● **Source text**:
= = = = =

The temporal resolution of NET-seq is limited to transcription elongation. While comparing relative abundances between transcripts using NET-seq is possible, it is not the intention of the method.

== Future directions ==
Aside from time-series sampling, there are currently no methods for comparing more than two time points. Metabolic labeling experiments are only capable of comparing RNA abundances before and after pulse-labeling. It is of interest to be able to observe modifications to the transcriptome over a series of time points in a single sample, as this would provide increased time resolution in studies. Existing methods of metabolic labeling are of interest for this; if multiple different metabolic labels were used at differing time points this may allow for intermediate time points to be investigated. However, such approaches must be developed with care, as biases in labeling methods and sample processing steps could contribute to misleading results if data from different methods are compared to one another.

Metabolic labeling with 4-sU has been reported to affect cellular phenotype. In current practice, this is unavoidable and is tolerated as the obtained data still fit current biological models, as well as the fact that 4-sU samples are compared with 4-sU samples in most cases. However, this has the potential to result in spurious conclusions, especially if there is any interaction between the effect of 4-sU and the chosen experimental condition. It is not possible to distinguish differences in RNA levels as being due to the experimental conditions being studied or being the result of 4-sU treatment. Identification of labeling chemicals that do not affect cellular phenotype would eliminate these issues altogether.

= = = = =

● **Information provided**:
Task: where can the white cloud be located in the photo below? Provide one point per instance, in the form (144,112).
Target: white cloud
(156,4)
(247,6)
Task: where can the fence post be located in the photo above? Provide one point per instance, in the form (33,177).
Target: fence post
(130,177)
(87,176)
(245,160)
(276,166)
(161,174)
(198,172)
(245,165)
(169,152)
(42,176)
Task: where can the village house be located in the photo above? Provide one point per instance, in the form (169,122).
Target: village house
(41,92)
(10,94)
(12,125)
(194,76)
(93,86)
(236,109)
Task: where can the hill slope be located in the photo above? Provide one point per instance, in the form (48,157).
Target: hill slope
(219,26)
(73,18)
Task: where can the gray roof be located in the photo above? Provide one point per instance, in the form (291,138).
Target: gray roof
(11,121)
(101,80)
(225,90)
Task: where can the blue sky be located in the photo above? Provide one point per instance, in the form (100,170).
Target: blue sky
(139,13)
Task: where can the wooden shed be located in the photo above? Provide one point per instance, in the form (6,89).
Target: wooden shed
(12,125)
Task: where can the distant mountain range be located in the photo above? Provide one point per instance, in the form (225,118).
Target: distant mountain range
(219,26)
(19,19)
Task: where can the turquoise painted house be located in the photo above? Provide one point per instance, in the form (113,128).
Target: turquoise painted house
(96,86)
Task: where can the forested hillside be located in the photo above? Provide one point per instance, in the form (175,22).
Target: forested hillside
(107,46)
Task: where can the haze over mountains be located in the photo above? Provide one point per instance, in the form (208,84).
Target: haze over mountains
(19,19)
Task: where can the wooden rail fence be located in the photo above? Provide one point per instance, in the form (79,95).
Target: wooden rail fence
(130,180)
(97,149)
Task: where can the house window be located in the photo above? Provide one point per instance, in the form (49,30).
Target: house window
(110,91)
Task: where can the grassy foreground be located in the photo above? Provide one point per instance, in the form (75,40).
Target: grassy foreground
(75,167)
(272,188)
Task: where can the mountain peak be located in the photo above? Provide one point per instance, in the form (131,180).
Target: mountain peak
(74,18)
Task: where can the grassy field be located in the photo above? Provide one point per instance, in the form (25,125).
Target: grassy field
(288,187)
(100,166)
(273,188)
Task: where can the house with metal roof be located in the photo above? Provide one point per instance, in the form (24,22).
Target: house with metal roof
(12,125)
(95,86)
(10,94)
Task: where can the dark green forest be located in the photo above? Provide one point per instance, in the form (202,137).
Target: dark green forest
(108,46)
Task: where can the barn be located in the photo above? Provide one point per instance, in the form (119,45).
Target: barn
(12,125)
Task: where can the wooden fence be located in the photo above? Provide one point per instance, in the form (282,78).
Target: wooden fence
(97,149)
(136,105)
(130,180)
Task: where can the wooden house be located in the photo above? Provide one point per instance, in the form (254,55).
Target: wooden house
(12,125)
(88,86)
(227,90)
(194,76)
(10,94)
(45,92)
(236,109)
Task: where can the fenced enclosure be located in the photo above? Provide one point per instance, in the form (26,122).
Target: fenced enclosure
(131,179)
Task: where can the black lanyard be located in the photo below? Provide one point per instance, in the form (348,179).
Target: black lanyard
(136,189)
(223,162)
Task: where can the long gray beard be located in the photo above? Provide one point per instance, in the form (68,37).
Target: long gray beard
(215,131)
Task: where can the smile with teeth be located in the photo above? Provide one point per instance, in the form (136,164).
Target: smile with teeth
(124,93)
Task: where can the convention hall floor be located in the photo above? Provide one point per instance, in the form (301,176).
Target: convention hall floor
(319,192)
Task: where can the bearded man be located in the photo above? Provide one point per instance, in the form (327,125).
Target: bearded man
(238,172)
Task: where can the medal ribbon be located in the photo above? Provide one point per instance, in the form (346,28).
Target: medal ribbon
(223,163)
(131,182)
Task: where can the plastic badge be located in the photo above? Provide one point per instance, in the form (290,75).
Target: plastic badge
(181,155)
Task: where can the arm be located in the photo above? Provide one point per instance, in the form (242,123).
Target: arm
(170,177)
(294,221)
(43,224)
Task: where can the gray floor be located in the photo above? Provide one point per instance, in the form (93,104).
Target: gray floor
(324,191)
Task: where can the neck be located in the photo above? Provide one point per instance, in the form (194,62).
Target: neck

= = = = =

Can you copy everything in the passage on NET-seq and metabolic labeling from "The temporal resolution" down to "of the method.", word for word?

● **Result**:
The temporal resolution of NET-seq is limited to transcription elongation. While comparing relative abundances between transcripts using NET-seq is possible, it is not the intention of the method.